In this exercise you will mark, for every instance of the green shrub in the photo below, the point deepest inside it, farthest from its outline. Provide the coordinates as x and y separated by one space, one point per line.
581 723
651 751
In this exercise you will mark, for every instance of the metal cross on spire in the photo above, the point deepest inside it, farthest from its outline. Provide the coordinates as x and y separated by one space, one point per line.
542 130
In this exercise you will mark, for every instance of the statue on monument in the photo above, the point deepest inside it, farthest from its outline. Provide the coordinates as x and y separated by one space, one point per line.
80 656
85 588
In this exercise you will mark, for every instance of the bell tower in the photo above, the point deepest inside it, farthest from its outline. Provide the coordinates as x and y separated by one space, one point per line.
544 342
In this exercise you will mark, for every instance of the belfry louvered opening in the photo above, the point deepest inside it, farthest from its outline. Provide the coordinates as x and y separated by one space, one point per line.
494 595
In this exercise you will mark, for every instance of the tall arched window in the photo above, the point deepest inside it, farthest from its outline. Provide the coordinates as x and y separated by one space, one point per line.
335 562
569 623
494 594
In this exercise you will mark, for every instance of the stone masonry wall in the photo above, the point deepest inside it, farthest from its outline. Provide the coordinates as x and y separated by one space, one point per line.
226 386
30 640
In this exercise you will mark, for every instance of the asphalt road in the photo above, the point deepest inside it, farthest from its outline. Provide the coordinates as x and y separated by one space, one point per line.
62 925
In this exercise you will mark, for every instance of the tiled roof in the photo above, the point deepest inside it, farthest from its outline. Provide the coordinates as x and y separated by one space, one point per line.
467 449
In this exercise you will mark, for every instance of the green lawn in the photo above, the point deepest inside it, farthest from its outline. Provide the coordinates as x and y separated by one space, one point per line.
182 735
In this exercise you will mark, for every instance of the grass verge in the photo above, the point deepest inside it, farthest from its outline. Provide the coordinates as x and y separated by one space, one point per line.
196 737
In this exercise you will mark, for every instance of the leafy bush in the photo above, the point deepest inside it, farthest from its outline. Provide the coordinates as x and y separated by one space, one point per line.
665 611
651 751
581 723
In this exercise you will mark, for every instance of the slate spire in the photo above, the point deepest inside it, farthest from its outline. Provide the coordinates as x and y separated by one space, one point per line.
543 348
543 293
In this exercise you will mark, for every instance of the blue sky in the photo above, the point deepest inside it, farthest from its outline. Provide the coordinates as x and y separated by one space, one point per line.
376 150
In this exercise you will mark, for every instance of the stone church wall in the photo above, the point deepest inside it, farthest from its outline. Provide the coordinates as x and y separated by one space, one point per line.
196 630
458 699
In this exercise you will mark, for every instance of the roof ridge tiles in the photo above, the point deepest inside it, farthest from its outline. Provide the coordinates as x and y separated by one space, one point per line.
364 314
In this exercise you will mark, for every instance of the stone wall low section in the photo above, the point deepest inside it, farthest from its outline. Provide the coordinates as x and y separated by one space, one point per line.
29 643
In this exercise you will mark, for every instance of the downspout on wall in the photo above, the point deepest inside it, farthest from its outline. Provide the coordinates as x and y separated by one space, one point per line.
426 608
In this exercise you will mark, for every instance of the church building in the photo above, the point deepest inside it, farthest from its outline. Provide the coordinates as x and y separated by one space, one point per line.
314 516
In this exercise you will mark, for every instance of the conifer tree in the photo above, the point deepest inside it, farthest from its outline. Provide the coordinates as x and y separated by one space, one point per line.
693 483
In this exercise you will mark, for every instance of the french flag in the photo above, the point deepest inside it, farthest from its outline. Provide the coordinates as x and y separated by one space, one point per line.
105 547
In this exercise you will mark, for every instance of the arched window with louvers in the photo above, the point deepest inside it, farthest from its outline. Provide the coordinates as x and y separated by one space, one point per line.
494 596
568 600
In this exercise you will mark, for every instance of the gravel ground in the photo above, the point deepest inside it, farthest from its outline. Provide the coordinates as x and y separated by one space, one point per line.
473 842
_ _ _
* [WORK TO COMPLETE] Write out all of the material above again, line for line, without altering, adding, or leaving out anything.

* [CORRECT RESULT]
In this exercise you will mark, for every instance of the green shrub in the photo below, the point deepest inside it, farthest from its outline. Provide the coordinates as x and y separated by one space, one point per line.
581 723
651 751
In this exercise you will mark, for every instance of the metal cross on spire in the photo above, the point deepest inside it, farthest from its outline. Provide the coordinates as x and y separated by one space, one point per line.
542 130
In this exercise you will mark, for every instance of the statue on monument in the photo above, the point deepest inside it, farthest from its outline. Provide the coordinates as x and y separated by one space, one point per line.
80 656
85 588
In this exercise you will mark, for every instance of the bell tower in the photo above, the point deepest inside it, farthest from its outline. Provide the coordinates as x and y separated by one space, one point per line.
544 342
In this exercise you will mark, for every instance of the belfry louvered opening in the photo above, the point deepest inside it, farthest from its outline. Provide the coordinates as x and y separated by one space, one point per line.
494 595
In this exercise you will mark, for every instance of the tall arched window in the photo above, the point deepest inside it, farthest from its outline. Provide the coordinates as x and y separated by one space, one point per line.
335 562
569 623
494 594
In this exercise you will mark, for every instance of the stone masonry wall in the photo above, the point deepest inside it, farthest from its outline. Provide the coordinates as x and y separated by one space, one point per line.
226 386
30 640
In this exercise you will mark, for every instance of the asphalt road in the photo above, the point deepest inside it, farthest from its outline. Provide the coordinates as x and y separated by one space, one point per line.
62 925
In this exercise you will mark, for every instance of the tiled roof in the photo above, the point deepest inside it, farthest from its outline. Provide the coordinates as x and y separated by one space, one point per line.
467 449
In this exercise you will mark, for every instance of the green lawn in the photo above, the point deepest inside it, farthest from its outline. Provide the coordinates as x and y separated by one space, one point per line.
182 735
In this exercise you will mark, for every instance of the grass verge in the photo above, the point deepest inside it, farthest from its outline. Provide the coordinates as x and y separated by one space, one point per line.
196 737
In this exercise you will mark, for every instance of the leafy bush in the photo above, the point deepest inside it, farthest from its outline. Provide the coordinates as x and y separated by one space, one point per line.
665 611
651 751
581 723
In this exercise you will mark, for every instance of the slate spire in the photo above, the point deepest inside it, farthest from its outline. Provide the coordinates as x and y separated by one space, one point per line.
543 348
543 293
In this exercise you will mark, for every instance of the blue sky in the photo above, the point deepest inside it, farthest from its outline. Provide the coordinates as x and y separated by one space, one point per line.
376 150
In this exercise you will mark, for every instance of the stone church wall in the photo above, the point deepest inside it, farthest from its outline. Provide the coordinates as x and y separated by one space, one point per line.
196 630
458 699
In this exercise you will mark, for every instance of the roof ridge tiles in the photo above, the point deepest inside it, farthest from its outline. Provide the coordinates as x and y separated by one space, one point per line.
364 314
In this exercise you will mark, for every instance of the stone wall low section in the photo above, the point deepest inside it, farthest from its outline. Provide the coordinates as x and y separated by one space, one point per line.
29 643
In this exercise you will mark, for every instance of the downspout on wall in the photo above, the point deepest inside it, farthest from its outline. Provide the coordinates as x and y separated by one space, one point per line.
426 608
In this exercise you will mark, for every instance of the church building in the photo above, the point deepest inside it, farthest from its outline. Provide the coordinates as x and y separated by one space, one point per line.
314 516
In this exercise you will mark, for every instance of the conifer tree in the photo above, the point deepest inside it, farthest from its outline. Provide the coordinates as x and y separated by one space, one point per line.
693 483
In this exercise you will mark, for every instance of the french flag in the photo above, the point deepest inside it, farthest from its outline. Provide the coordinates as x and y separated by one space, one point per line.
105 547
In this exercise you will mark, for every instance of the arched window with louvers in the photo above, the point deepest inside it, farthest from its outline. Provide the coordinates as x and y separated by one space, one point per line.
494 596
568 600
In this exercise you will mark, for every instance of the gravel ground in the photo above, the point deepest inside it, farthest from its outline. Provide the coordinates as x and y separated by one space, one point per line.
473 842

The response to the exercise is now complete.